***** QUELLENAUSZUG *****
Appellierende Überlegungen für die beschwingte Flucht- und Flüchtlingsforschung

Nach einem Boom des Forschungsfeldes befindet sich die Flucht- und Flüchtlingsforschung in Deutschland an einem Wendepunkt. Für ihre nachhaltige Etablierung gibt es wichtige Gründe, aber auch entscheidende Herausforderungen. Sie bedarf neben theoretisch-konzeptioneller Innovation, einer Verbindung von lokalen, nationalen und globalen Perspektiven sowie disziplinärer wie interdisziplinärer Verständigung auch einer Herausbildung wissenschafts- und hochschulpolitischer Strukturen. Das Netzwerk Fluchtforschung nimmt eine wichtige Rolle in diesen Prozessen ein, doch die Zukunft der Flucht- und Flüchtlingsforschung wird durch die beteiligten Wissenschaftler*innen bestimmt.

 

Vor nunmehr fünf Jahren wurde auf einer kleinen Tagung in Berlin das Netzwerk Flüchtlingsforschung gegründet, das von seinen Mitgliedern vor Kurzem in Netzwerk Fluchtforschung umbenannt wurde. Viel ist in dem Bereich, dem sich das Netzwerk widmet, seit 2013 passiert. Damals war nicht absehbar, welche Relevanz das Forschungsthema gesellschaftlich, politisch und wissenschaftlich haben würde. Allein die Idee einer Flucht- und Flüchtlingsforschung in Deutschland schien geradezu absurd. Die Absicht bei der Gründung des Netzwerks war daher anfangs lediglich jene, die in Deutschland zu allen Aspekten von Flucht und Flüchtlingen forschten, miteinander zu verbinden und ihnen Gelegenheit zum Austausch zu geben. Dieses Ziel besteht nach wie vor. Doch Ende 2013 hatte das Netzwerk 26 Mitglieder. Inzwischen haben sich kumulativ über 360 Forschende als Mitglieder registriert.
*****
- [IHRE AUFGABE]:
Wie viele Mitglieder hatte das Netzwerk laut dem Quellenauszug Ende 2013?
***** INHALT DES DATENSATZES *****
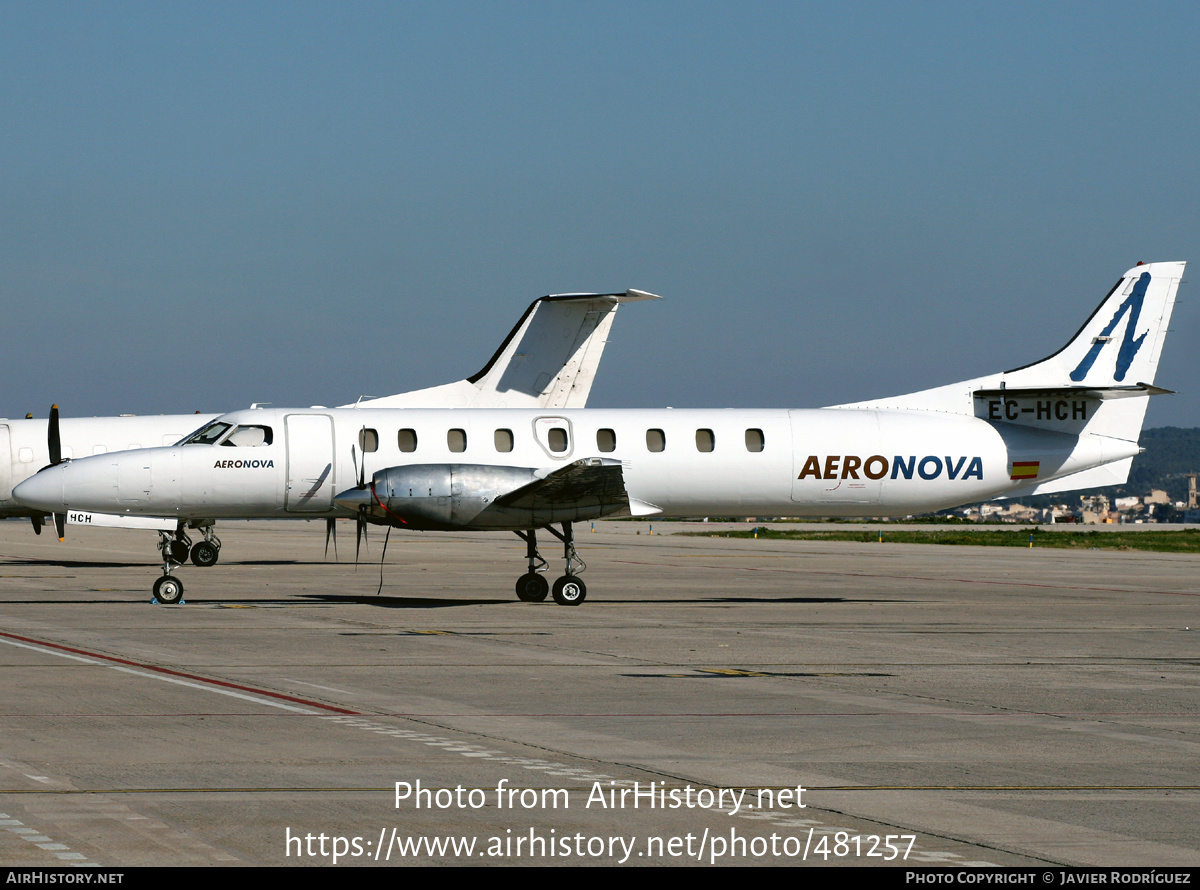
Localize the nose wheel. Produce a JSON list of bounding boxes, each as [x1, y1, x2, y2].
[[151, 575, 184, 606]]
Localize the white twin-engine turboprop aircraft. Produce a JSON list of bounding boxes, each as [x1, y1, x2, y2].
[[16, 263, 1184, 605], [0, 290, 659, 544]]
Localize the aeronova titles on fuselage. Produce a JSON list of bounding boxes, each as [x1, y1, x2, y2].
[[797, 455, 983, 480]]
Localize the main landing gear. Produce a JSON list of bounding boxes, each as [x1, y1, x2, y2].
[[158, 523, 221, 569], [151, 523, 221, 606], [514, 522, 588, 606]]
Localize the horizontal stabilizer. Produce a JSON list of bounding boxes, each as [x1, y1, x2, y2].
[[973, 383, 1175, 399], [342, 290, 661, 409]]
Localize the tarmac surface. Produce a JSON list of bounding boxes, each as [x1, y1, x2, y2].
[[0, 522, 1200, 867]]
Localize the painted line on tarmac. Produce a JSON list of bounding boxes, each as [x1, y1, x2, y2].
[[0, 631, 358, 716]]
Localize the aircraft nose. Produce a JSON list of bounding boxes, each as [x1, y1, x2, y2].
[[12, 464, 68, 513]]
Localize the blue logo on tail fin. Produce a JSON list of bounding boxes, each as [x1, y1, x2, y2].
[[1070, 272, 1150, 383]]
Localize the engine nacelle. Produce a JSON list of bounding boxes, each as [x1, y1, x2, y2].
[[368, 463, 536, 529], [334, 457, 630, 529]]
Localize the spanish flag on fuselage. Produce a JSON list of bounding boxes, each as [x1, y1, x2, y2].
[[1008, 461, 1042, 481]]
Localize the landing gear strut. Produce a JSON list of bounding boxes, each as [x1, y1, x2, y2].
[[192, 525, 221, 569], [514, 529, 550, 602], [515, 522, 588, 606], [150, 523, 192, 606]]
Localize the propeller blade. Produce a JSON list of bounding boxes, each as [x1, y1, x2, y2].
[[325, 519, 338, 563], [350, 427, 367, 488], [376, 525, 391, 596], [46, 405, 62, 467], [350, 445, 366, 488]]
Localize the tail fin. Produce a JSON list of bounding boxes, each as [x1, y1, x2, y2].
[[1002, 263, 1184, 387], [343, 290, 660, 409], [834, 263, 1184, 497], [833, 263, 1186, 415]]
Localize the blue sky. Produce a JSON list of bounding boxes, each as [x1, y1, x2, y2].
[[0, 2, 1200, 426]]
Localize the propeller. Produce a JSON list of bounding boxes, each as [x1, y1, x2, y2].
[[376, 525, 391, 596], [45, 405, 67, 541]]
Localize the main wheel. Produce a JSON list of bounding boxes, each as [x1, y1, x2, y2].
[[517, 572, 550, 602], [154, 575, 184, 606], [554, 575, 588, 606], [192, 541, 221, 569]]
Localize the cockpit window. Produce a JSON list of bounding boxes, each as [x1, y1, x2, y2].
[[221, 426, 272, 447], [179, 420, 233, 445]]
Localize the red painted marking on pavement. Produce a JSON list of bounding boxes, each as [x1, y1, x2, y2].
[[0, 631, 365, 717]]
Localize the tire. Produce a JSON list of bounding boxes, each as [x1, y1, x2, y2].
[[192, 541, 221, 569], [554, 575, 588, 606], [154, 575, 184, 606], [517, 572, 550, 602]]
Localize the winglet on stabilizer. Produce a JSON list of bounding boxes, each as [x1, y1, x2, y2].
[[343, 290, 661, 409]]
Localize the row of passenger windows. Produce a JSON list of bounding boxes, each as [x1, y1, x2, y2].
[[359, 427, 767, 455]]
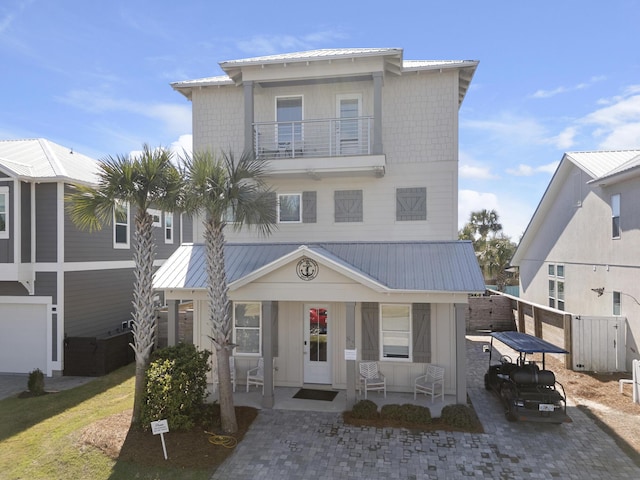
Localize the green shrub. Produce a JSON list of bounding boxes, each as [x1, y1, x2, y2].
[[351, 400, 379, 420], [140, 343, 211, 430], [380, 403, 403, 421], [380, 403, 431, 425], [440, 404, 477, 428], [27, 368, 44, 395], [400, 403, 431, 425]]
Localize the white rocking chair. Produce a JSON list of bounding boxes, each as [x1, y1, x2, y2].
[[358, 362, 387, 400], [413, 365, 444, 403]]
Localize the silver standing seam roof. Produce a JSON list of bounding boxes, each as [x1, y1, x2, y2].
[[154, 241, 485, 293]]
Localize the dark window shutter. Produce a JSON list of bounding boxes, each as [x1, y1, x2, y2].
[[396, 187, 427, 221], [412, 303, 431, 363], [271, 302, 278, 358], [333, 190, 362, 222], [302, 192, 318, 223], [362, 302, 380, 360]]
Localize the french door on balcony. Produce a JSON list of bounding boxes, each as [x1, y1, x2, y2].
[[336, 95, 362, 155]]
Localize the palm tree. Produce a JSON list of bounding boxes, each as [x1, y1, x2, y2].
[[183, 148, 276, 433], [66, 145, 182, 424]]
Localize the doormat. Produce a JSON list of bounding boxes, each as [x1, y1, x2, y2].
[[293, 388, 338, 402]]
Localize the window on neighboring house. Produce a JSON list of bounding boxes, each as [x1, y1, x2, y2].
[[147, 208, 162, 227], [613, 292, 621, 315], [164, 212, 173, 243], [380, 304, 412, 360], [549, 280, 556, 308], [611, 193, 620, 238], [0, 187, 9, 238], [276, 97, 302, 151], [233, 302, 262, 356], [556, 281, 564, 310], [396, 187, 427, 221], [113, 202, 130, 248], [278, 193, 302, 223], [333, 190, 363, 223], [549, 264, 564, 310]]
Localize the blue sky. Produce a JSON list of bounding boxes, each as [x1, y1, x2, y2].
[[0, 0, 640, 241]]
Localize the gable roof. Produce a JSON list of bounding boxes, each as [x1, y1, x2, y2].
[[171, 48, 479, 104], [154, 241, 485, 293], [0, 138, 98, 183], [511, 150, 640, 266]]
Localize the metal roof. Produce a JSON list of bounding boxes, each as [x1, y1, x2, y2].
[[154, 241, 485, 293], [491, 332, 569, 353], [565, 150, 640, 180], [0, 138, 98, 183]]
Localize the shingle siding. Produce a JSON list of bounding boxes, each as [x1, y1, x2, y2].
[[64, 269, 133, 337], [36, 183, 58, 262]]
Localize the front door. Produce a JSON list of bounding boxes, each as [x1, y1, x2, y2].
[[304, 304, 331, 384]]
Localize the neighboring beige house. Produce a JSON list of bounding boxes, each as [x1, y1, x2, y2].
[[155, 48, 484, 407], [511, 150, 640, 370]]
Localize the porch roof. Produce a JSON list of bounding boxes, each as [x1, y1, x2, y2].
[[154, 241, 485, 293]]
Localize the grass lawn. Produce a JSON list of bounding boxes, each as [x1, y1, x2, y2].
[[0, 364, 255, 480]]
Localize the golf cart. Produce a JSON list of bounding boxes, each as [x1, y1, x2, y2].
[[484, 332, 571, 424]]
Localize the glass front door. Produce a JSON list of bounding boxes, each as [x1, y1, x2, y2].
[[304, 304, 331, 383]]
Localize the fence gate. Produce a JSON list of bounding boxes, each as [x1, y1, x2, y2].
[[571, 315, 626, 372]]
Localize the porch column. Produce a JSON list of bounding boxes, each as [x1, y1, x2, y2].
[[371, 72, 382, 155], [262, 302, 278, 409], [454, 303, 469, 405], [345, 302, 356, 410], [167, 300, 180, 347], [243, 81, 254, 152]]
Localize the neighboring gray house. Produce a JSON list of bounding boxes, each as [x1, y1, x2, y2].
[[511, 150, 640, 370], [0, 139, 191, 375], [155, 48, 484, 407]]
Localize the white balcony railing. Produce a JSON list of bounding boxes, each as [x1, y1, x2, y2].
[[253, 117, 373, 160]]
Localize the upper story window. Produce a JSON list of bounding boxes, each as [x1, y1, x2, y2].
[[396, 187, 427, 221], [380, 304, 412, 360], [113, 202, 131, 248], [147, 208, 162, 227], [549, 264, 564, 310], [164, 212, 173, 243], [276, 97, 302, 150], [613, 292, 622, 315], [278, 193, 302, 223], [233, 302, 262, 355], [0, 187, 9, 238], [611, 193, 620, 238]]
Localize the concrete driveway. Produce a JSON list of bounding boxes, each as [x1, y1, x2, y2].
[[212, 337, 640, 480]]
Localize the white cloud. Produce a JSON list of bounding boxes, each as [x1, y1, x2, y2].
[[580, 85, 640, 150], [507, 162, 559, 177], [531, 76, 605, 98], [237, 30, 345, 55], [58, 90, 191, 135], [459, 165, 497, 180]]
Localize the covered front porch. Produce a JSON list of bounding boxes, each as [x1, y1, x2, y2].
[[218, 384, 459, 417]]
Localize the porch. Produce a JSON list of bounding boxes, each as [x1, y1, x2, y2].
[[214, 383, 457, 417]]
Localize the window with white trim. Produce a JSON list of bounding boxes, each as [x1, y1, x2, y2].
[[278, 193, 302, 223], [613, 292, 622, 315], [611, 193, 620, 238], [113, 202, 131, 248], [380, 304, 412, 361], [0, 187, 9, 238], [549, 264, 564, 310], [233, 302, 262, 356], [164, 212, 173, 243]]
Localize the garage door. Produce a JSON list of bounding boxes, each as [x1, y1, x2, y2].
[[0, 297, 51, 375]]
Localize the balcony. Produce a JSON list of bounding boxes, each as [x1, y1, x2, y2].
[[253, 117, 385, 177]]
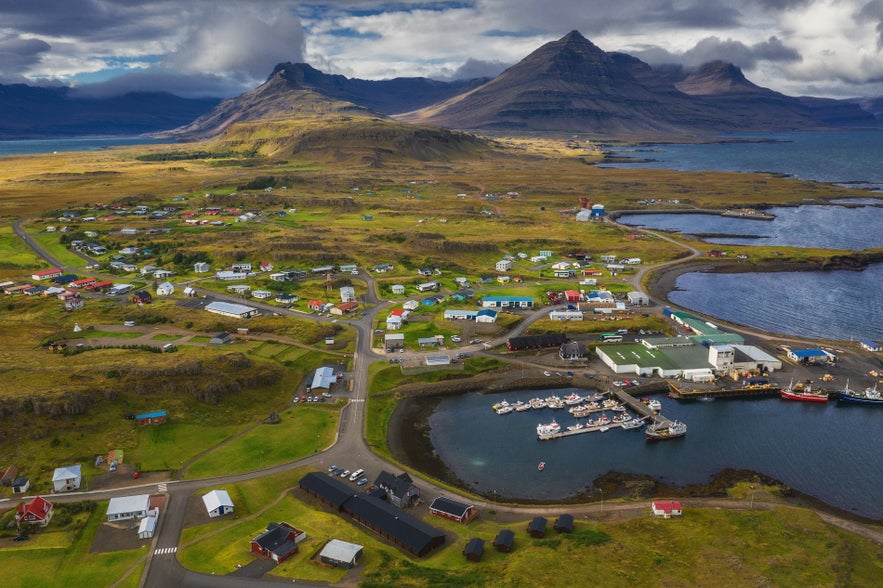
*****
- [ERLEDIGTE AUFGABE]:
Ende 2013 hatte das Netzwerk 26 Mitglieder.